» Brief:
From first line to last, print the records exactly, but leave out the pictures.

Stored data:

────────────────

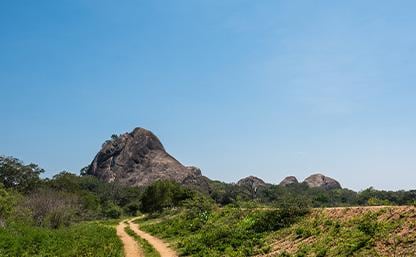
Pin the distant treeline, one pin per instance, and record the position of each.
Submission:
(68, 198)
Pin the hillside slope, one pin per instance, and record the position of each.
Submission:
(356, 231)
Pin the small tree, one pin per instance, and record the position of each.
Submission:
(14, 174)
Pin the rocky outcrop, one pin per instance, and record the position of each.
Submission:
(138, 159)
(321, 181)
(251, 181)
(290, 180)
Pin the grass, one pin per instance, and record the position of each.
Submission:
(216, 233)
(248, 232)
(365, 234)
(80, 240)
(148, 249)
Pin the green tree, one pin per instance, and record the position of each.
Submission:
(7, 201)
(15, 174)
(163, 194)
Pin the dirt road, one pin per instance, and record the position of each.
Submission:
(131, 248)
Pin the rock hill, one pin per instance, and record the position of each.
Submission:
(289, 181)
(319, 180)
(315, 180)
(138, 159)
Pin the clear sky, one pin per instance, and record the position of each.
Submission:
(237, 88)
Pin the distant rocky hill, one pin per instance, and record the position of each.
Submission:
(138, 159)
(314, 181)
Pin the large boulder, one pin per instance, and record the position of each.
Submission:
(289, 181)
(138, 158)
(251, 181)
(321, 181)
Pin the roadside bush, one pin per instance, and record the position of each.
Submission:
(163, 194)
(112, 211)
(50, 208)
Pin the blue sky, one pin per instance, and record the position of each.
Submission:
(269, 88)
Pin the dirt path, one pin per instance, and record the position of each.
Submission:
(131, 249)
(158, 244)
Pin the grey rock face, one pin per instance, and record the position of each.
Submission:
(138, 159)
(319, 180)
(251, 181)
(289, 181)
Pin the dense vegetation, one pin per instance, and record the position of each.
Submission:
(220, 232)
(83, 239)
(59, 216)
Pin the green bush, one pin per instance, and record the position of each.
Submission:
(84, 239)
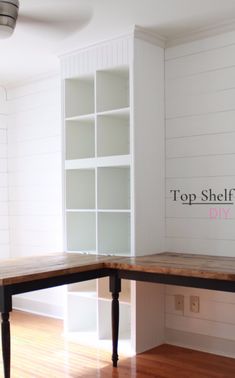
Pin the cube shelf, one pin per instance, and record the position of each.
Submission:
(80, 189)
(80, 139)
(79, 96)
(114, 188)
(113, 133)
(81, 231)
(112, 89)
(114, 233)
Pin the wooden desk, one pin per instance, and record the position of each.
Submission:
(41, 272)
(34, 273)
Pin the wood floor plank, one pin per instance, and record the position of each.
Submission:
(39, 350)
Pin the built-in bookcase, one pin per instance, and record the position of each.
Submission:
(113, 181)
(97, 187)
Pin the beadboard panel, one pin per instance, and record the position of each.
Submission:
(200, 154)
(106, 54)
(34, 173)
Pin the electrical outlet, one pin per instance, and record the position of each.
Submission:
(194, 304)
(179, 302)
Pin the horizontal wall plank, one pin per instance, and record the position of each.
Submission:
(41, 162)
(200, 45)
(204, 294)
(175, 209)
(201, 228)
(3, 136)
(36, 222)
(201, 124)
(45, 84)
(201, 246)
(205, 82)
(35, 101)
(34, 193)
(182, 106)
(204, 61)
(35, 147)
(201, 145)
(209, 310)
(34, 208)
(202, 166)
(204, 327)
(196, 185)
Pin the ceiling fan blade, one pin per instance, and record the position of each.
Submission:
(60, 25)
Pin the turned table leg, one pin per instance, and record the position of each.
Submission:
(6, 344)
(115, 288)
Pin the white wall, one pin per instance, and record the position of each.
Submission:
(200, 153)
(4, 226)
(35, 184)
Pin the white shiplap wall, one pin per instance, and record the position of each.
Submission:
(35, 184)
(200, 154)
(4, 225)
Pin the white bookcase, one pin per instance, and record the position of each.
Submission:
(114, 187)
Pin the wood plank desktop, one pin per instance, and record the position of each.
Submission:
(34, 273)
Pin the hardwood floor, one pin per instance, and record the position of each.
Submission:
(40, 351)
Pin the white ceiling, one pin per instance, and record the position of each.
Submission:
(69, 24)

────────────────

» Output of the exercise:
Pin the distant treeline, one pin per instance, and record the position of each.
Submission:
(68, 198)
Pin the hillside slope, one pin per instance, and record the position of each.
Submission:
(356, 231)
Pin the small tree, one pin per instance, and record the position of each.
Submission:
(14, 174)
Pin the rocky outcrop, one pin per instance, and record the position of each.
Submission:
(138, 159)
(321, 181)
(251, 181)
(290, 180)
Pin the grass, one pin per instance, and record the position of each.
Submission:
(216, 233)
(248, 232)
(365, 234)
(80, 240)
(148, 249)
Pin the green tree, one pin per instance, and record the position of each.
Submission:
(7, 201)
(15, 174)
(163, 194)
Pin the dirt road, one pin per instance, and record the position of each.
Submission:
(131, 248)
Pin the rock hill, one pin per instance, and record the position of each.
Submission:
(289, 181)
(319, 180)
(315, 180)
(138, 159)
Pin the clear sky, one pin per instance, and record the position of each.
Submission:
(237, 88)
Pin the distant rocky hill, one pin per instance, and record the position of each.
Submission:
(138, 159)
(314, 181)
Pin the large boulder, one pin per instance, and record the position of each.
Submission:
(289, 181)
(138, 158)
(251, 181)
(321, 181)
Pin the roadside bush, one pin per instance, and record the position of each.
Submission:
(163, 194)
(112, 211)
(50, 208)
Pin the blue sky, one pin per instance, and record the position of each.
Submission:
(269, 88)
Pin the dirt path, one pin per instance, and record the position of each.
Submission:
(131, 249)
(158, 244)
Pin the grey rock face, one pin per instance, and record the position of each.
Submission:
(138, 159)
(319, 180)
(251, 181)
(289, 181)
Pin the dense vegetation, one pin per instance, and record the position of each.
Submission:
(220, 232)
(83, 239)
(59, 216)
Pin the green bush, one pin per instance, and record the position of each.
Submission:
(84, 239)
Pin the cube shelf, one pin per instance, and record the position of each.
Submission:
(80, 189)
(80, 139)
(79, 96)
(114, 188)
(113, 133)
(81, 231)
(112, 89)
(114, 233)
Pin the wooden desk, one pin per instance, and record the position of each.
Submission:
(41, 272)
(34, 273)
Pin the wood floor plank, one pin per instance, and record the position of each.
Submission:
(39, 350)
Pin the built-in bookcase, one pin per instance, and record the position of each.
Submission:
(113, 181)
(97, 187)
Pin the beadboard panel, one pin per instance, and record the position of each.
Submission:
(200, 154)
(106, 54)
(34, 173)
Pin the electrical outlet, one pin per instance, and record the position of each.
Submission:
(194, 304)
(179, 302)
Pin the horizontal wall plank, one pin per instance, and record the position of each.
Submission:
(41, 162)
(200, 45)
(204, 294)
(175, 209)
(201, 228)
(3, 136)
(36, 222)
(201, 124)
(45, 84)
(201, 246)
(205, 82)
(35, 101)
(34, 193)
(182, 106)
(204, 61)
(35, 147)
(201, 145)
(209, 310)
(34, 208)
(202, 166)
(204, 327)
(196, 185)
Pin the ceiling fan blade, one pin per instance, and record the position of each.
Submission:
(60, 25)
Pin the turned table leg, one pin per instance, and record the position of each.
Submission:
(6, 344)
(115, 288)
Pin the white wall, one pin per instance, and record the position of each.
Submission:
(200, 153)
(4, 226)
(35, 184)
Pin the white shiplap wall, one pin per instance, and record the position of each.
Submission:
(35, 184)
(200, 154)
(4, 225)
Pin the white bookcase, one pin per instance, and record the position of each.
Submission:
(114, 187)
Pin the wood plank desktop, one pin per instance, and record the position of each.
Submission:
(34, 273)
Pin the hardwood floor, one pin per instance, and record the position of each.
Submission:
(40, 351)
Pin the white ceiling, one pin per instance, and record the position of each.
Submission:
(69, 24)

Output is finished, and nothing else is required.